## TEXTAUSZUG
Das Piano war immer wichtiger Teil bei Songwriting-Prozessen. Es gab bei Trail Of Dead nie "Pianosongs" oder "Gitarrensongs". Beide Instrumente sind für mich kompositorische Werkzeuge. Das einzige was zählt, ist das Endprodukt.

Wie muss man sich die Zusammenarbeit und die Verteilung von Verantwortlichkeiten zwischen dir und Jason Reece – dem zweiten Kopf hinter Trail Of Dead – mittlerweile vorstellen? Hat sich da etwas in den letzten Jahren verändert?

Jetzt, wo Jason verheiratet ist, verbringt er mehr Zeit damit, Songs zu schreiben, anstatt Party zu machen. Also kann er den ganzen Kram übernehmen, während ich Geld verzocke, zu Pferderennen gehe und mir Faustkämpfe liefere.

## ÜBUNGSMATERIAL
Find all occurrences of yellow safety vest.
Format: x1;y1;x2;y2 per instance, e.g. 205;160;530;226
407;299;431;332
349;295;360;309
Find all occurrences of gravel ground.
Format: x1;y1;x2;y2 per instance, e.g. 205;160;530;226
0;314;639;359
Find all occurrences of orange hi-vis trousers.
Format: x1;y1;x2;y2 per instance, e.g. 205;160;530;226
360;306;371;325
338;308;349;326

## ARBEITSANWEISUNGEN
(1) Skaliere die Einträge, beginnend mit der Zeile mit "Find all occurrences of gravel ground." bis einschließlich ihrer letzten Zeile, und gib diese Zeilen vollständig wieder. Multipliziere dabei nur die Koordinaten der Rahmen in den Lösungen mit 2,25 und runde auf ganze Zahlen, Hälften aufwärts; das Formatbeispiel bleibt unverändert.
(2) Führe das Interview über Trail Of Dead nach seinem letzten Satz fort.

## LÖSUNGEN
(1)
Find all occurrences of gravel ground.
Format: x1;y1;x2;y2 per instance, e.g. 205;160;530;226
0;707;1438;808
Find all occurrences of orange hi-vis trousers.
Format: x1;y1;x2;y2 per instance, e.g. 205;160;530;226
810;689;835;731
761;693;785;734

(2)
Zurück zum Start: Das Tolle an Trail Of Dead-Konzerten in den letzten Jahren war stets, dass man in den ersten Reihen immer Angst um Kopf und Kragen haben musste. Müssen wir uns noch vor euch fürchten, wenn ihr im April und Mai in Deutschland auf Tour seid?

Das solltet ihr lieber. Schließlich haben wir vor, euch euer Land zu stehlen und eure Menschen in winzige Reservate umzusiedeln.